→ Passage shown
********

Cooper, Markay, and Cardoza are in no position to say whether or not Obama is arrogant as a person—nor am I. Discussions of Obama’s alleged arrogance must be restricted to the political arena and should veer from his private life. If someone really wants to judge whether or not Obama is arrogant as a person, Obama’s books are, I think, the best place to turn. I see little fruit coming from such judgments, though.
When discussing arrogance, it is important to identify arrogance’s “companion” characteristic: boldness. The two overlap in many ways, and someone could easily mistake a person’s boldness for arrogance—and likewise arrogance for boldness. (The two aren’t necessarily exclusive either. Someone could be simultaneously bold and arrogant—or neither.)
Christians may turn to Scripture for illustration of this overlap of boldness and arrogance. Daniel risks being mistaken for arrogant when he chooses to reject King Nebuchadnezzar’s choice food (Daniel 1). It is God’s blessing that tips the scales in favor of boldness rather than arrogance in the eyes of the commander of Nebuchadnezzar’s officials. Had Daniel’s boldness been seen as arrogance, things almost certainly would have turned out much worse for him than they actually did.
To evaluate whether Obama is arrogant as a president, it is important to place him within the current political situation. When he took office, he faced enormous issues: the growing Great Financial Crisis and increasing unemployment; the War on Terror; the need to reform health care and social security; and more. Here is also not the place to say what should be done about all these things. It’s important simply to bring up the array of pressing issues needing to be handled promptly—and boldly.
President Franklin D. Roosevelt, who took office in similar yet more intense conditions, also had to act boldly to address America’s woes. Biographer Max Hastings noted that many people thought Roosevelt was “an arrogant, privileged dilettante.” Regardless of whether or not Roosevelt was arrogant, he made every effort to deliver bold responses to the depression. Roosevelt once said, “at night when I lay my head on my pillow, and it is often pretty late, and I think of the things that have come before me during the day and the decisions that I have made, I say to myself – well, I have done the best I could and turn over and go to sleep.”
When dealing with presidential action and policies, it is very difficult to gauge someone like Obama’s perceived arrogance. Usually, the side of the fence you say he falls in depends largely upon your political and ideological beliefs. (It is thus no surprise that Heritage Foundations evoke totalitarian ghosts when they write about Obama.) Discussions like this require you to make judgment upon another, and it’s well to recall Christ’s warning against judging others (Matthew 7.1-6).
11 Comments
You’ll notice that I never said Obama is arrogant. I said his policies are. I can’t look into the president’s heart, but I can observe his actions.
This is the most telling portion of your column: “Here is also not the place to say what should be done about all these things. It’s important simply to bring up the array of pressing issues needing to be handled promptly—and boldly.”

********

→ What this task involves
In the passage on arrogance and boldness, what does Daniel reject that risks making him look arrogant?

→ Stored data
********

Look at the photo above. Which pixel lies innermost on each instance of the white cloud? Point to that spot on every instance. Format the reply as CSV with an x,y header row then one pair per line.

********

→ Correct output
King Nebuchadnezzar's choice food.